**任务要求**
请把材料中从含有"For the evaluation set, tag each instance of the white road"的那一行开始、一直到材料末尾的各行转成 Markdown 表格，空行略去，两列分别为"序号"和"内容"。

**数据行**
++++

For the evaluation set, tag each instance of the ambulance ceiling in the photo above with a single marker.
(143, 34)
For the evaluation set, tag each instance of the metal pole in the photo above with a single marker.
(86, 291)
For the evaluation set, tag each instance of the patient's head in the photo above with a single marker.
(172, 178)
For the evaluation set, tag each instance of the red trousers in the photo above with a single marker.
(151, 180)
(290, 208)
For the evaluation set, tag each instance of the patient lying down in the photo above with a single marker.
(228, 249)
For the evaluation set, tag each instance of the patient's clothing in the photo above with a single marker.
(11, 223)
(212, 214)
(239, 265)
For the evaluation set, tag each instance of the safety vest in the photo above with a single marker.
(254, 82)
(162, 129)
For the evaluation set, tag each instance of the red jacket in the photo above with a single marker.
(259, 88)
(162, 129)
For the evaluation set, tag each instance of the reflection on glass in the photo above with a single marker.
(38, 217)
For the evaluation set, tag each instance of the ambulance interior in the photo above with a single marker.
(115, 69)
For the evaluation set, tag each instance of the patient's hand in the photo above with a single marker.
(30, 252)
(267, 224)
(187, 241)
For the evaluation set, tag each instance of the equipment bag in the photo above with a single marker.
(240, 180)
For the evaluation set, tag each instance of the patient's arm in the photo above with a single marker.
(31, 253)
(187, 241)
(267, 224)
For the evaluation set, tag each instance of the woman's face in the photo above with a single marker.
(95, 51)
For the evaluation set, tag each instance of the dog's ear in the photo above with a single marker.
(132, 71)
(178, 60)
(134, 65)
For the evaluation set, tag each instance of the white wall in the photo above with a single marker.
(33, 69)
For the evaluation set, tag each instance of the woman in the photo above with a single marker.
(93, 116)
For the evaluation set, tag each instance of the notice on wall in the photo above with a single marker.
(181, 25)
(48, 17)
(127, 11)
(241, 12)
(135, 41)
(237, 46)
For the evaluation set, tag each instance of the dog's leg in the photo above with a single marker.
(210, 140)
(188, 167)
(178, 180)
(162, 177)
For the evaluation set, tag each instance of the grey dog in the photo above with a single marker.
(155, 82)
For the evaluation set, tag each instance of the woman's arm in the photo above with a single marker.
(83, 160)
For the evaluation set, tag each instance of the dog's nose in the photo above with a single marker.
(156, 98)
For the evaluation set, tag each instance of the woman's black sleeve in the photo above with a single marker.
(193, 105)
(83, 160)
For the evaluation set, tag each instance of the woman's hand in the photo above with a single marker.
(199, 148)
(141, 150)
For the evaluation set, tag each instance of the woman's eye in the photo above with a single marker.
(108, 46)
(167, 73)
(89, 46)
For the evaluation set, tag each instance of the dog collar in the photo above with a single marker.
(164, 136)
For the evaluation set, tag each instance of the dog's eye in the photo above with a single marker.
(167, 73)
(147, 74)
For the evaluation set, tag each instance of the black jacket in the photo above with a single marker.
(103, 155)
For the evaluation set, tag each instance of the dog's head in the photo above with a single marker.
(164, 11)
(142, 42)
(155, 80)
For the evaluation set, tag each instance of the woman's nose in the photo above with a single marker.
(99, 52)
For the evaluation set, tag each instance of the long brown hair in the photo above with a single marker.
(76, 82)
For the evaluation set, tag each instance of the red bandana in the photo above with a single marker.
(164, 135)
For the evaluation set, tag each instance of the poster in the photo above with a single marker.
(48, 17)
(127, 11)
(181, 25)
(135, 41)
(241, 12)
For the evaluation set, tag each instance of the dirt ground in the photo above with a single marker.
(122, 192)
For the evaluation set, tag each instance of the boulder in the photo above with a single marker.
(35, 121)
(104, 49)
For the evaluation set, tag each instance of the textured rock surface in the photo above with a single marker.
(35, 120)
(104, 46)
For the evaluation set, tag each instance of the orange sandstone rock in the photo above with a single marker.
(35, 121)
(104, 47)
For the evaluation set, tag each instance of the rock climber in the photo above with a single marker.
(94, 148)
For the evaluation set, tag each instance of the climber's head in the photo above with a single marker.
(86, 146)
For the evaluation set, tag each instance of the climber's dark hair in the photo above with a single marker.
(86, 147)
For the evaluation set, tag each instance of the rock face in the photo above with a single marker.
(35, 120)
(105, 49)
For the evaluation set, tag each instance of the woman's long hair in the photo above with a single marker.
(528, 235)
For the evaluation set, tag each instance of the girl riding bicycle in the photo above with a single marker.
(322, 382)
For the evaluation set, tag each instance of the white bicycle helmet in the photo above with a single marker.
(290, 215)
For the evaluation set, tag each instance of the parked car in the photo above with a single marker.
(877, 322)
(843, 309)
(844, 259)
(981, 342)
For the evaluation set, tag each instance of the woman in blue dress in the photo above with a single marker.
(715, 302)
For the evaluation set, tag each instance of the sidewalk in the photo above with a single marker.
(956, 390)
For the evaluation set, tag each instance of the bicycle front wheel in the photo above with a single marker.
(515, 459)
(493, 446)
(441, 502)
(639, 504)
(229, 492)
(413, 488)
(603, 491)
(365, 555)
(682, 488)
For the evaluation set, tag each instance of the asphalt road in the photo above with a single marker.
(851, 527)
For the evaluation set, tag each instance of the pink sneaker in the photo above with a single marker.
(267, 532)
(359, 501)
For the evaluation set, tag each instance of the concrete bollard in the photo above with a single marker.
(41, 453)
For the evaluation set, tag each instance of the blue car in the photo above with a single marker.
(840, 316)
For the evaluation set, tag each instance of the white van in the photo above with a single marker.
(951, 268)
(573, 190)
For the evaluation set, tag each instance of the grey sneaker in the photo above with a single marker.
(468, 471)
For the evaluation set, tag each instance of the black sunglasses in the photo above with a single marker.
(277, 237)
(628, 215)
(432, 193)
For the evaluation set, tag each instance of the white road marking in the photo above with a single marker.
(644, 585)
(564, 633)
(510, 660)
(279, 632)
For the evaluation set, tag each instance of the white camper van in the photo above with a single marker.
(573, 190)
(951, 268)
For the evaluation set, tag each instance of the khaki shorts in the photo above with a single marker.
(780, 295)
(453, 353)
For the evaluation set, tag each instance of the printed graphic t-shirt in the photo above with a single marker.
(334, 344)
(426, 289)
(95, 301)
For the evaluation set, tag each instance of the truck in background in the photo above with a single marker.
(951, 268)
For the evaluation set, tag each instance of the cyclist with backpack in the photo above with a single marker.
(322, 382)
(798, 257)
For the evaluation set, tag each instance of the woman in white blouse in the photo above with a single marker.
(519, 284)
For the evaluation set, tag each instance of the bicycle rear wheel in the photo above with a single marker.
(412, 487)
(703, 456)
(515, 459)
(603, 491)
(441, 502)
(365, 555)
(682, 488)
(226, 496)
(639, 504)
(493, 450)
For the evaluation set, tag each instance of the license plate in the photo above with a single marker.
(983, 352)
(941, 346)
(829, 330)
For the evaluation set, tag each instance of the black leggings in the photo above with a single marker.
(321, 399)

++++

**参考答案**
| 序号 | 内容 |
|---|---|
| 1 | For the evaluation set, tag each instance of the white road marking in the photo above with a single marker. |
| 2 | (644, 585) |
| 3 | (564, 633) |
| 4 | (510, 660) |
| 5 | (279, 632) |
| 6 | For the evaluation set, tag each instance of the white camper van in the photo above with a single marker. |
| 7 | (573, 190) |
| 8 | (951, 268) |
| 9 | For the evaluation set, tag each instance of the khaki shorts in the photo above with a single marker. |
| 10 | (780, 295) |
| 11 | (453, 353) |
| 12 | For the evaluation set, tag each instance of the printed graphic t-shirt in the photo above with a single marker. |
| 13 | (334, 344) |
| 14 | (426, 289) |
| 15 | (95, 301) |
| 16 | For the evaluation set, tag each instance of the truck in background in the photo above with a single marker. |
| 17 | (951, 268) |
| 18 | For the evaluation set, tag each instance of the cyclist with backpack in the photo above with a single marker. |
| 19 | (322, 382) |
| 20 | (798, 257) |
| 21 | For the evaluation set, tag each instance of the woman in white blouse in the photo above with a single marker. |
| 22 | (519, 284) |
| 23 | For the evaluation set, tag each instance of the bicycle rear wheel in the photo above with a single marker. |
| 24 | (412, 487) |
| 25 | (703, 456) |
| 26 | (515, 459) |
| 27 | (603, 491) |
| 28 | (441, 502) |
| 29 | (365, 555) |
| 30 | (682, 488) |
| 31 | (226, 496) |
| 32 | (639, 504) |
| 33 | (493, 450) |
| 34 | For the evaluation set, tag each instance of the license plate in the photo above with a single marker. |
| 35 | (983, 352) |
| 36 | (941, 346) |
| 37 | (829, 330) |
| 38 | For the evaluation set, tag each instance of the black leggings in the photo above with a single marker. |
| 39 | (321, 399) |